STATED TASK:
Return every line of the data below that contains the string "head", matching case exactly.

WORKING DATA:
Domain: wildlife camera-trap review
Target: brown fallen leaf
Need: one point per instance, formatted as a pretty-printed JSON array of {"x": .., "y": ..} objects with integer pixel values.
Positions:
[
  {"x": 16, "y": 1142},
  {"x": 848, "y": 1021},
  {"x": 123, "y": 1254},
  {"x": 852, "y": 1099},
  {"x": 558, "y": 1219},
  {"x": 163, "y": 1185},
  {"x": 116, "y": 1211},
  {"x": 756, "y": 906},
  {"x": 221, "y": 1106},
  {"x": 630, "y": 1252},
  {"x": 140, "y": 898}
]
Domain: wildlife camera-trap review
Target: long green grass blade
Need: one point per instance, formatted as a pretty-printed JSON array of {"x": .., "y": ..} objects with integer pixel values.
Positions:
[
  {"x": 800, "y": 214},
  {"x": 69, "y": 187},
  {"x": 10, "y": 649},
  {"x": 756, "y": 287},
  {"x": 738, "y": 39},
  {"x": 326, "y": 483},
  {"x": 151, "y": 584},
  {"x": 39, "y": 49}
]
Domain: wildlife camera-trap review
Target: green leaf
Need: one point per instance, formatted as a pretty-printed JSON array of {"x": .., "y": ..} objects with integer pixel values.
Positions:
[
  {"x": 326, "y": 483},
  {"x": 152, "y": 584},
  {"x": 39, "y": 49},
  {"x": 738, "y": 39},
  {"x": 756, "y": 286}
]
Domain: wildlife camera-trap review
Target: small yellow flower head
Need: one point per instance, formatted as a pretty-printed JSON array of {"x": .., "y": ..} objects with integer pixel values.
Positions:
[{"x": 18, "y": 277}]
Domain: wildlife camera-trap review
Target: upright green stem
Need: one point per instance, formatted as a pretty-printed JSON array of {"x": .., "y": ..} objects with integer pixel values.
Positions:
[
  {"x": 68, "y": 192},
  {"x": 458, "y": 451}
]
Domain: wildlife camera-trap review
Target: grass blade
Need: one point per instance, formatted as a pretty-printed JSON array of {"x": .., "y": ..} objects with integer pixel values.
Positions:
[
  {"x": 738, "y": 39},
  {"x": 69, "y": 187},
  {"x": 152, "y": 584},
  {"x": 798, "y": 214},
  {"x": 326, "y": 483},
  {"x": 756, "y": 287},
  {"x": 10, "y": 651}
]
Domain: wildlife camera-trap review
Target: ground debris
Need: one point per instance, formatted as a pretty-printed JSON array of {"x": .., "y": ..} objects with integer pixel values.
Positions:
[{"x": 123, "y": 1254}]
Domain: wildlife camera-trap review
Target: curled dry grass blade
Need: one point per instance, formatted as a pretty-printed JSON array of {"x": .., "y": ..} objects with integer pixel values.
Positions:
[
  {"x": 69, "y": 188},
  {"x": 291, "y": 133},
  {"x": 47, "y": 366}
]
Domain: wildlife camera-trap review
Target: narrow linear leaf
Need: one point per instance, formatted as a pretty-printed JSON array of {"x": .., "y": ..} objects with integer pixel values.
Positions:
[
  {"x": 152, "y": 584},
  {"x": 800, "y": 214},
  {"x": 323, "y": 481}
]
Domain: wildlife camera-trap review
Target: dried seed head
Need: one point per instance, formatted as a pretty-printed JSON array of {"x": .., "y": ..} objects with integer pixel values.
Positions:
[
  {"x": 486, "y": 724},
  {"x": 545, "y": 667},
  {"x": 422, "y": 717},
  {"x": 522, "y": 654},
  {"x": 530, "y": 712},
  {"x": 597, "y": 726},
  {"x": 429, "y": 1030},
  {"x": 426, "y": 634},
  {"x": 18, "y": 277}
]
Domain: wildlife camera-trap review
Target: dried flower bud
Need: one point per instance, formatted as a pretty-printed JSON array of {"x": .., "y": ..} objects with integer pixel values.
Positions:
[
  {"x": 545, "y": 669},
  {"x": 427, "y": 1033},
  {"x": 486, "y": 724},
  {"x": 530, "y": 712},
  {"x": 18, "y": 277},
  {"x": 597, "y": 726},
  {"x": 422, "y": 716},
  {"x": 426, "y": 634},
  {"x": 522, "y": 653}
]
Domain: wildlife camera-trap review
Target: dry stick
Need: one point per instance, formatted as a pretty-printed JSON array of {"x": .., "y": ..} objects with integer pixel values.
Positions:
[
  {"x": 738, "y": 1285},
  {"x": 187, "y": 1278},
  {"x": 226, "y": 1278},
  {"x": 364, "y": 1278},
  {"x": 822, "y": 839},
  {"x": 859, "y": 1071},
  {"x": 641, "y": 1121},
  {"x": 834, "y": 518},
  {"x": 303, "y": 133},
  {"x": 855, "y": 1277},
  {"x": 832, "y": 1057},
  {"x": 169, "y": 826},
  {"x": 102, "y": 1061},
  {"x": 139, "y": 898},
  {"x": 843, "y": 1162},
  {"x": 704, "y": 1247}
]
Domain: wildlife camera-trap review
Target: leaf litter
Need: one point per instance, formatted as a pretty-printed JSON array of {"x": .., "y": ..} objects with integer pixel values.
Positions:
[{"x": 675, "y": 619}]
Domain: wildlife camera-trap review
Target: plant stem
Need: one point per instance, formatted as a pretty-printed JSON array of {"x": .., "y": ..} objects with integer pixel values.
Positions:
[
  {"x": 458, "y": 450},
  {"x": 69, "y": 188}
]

RESULT BELOW:
Target: small yellow flower head
Target: dried seed head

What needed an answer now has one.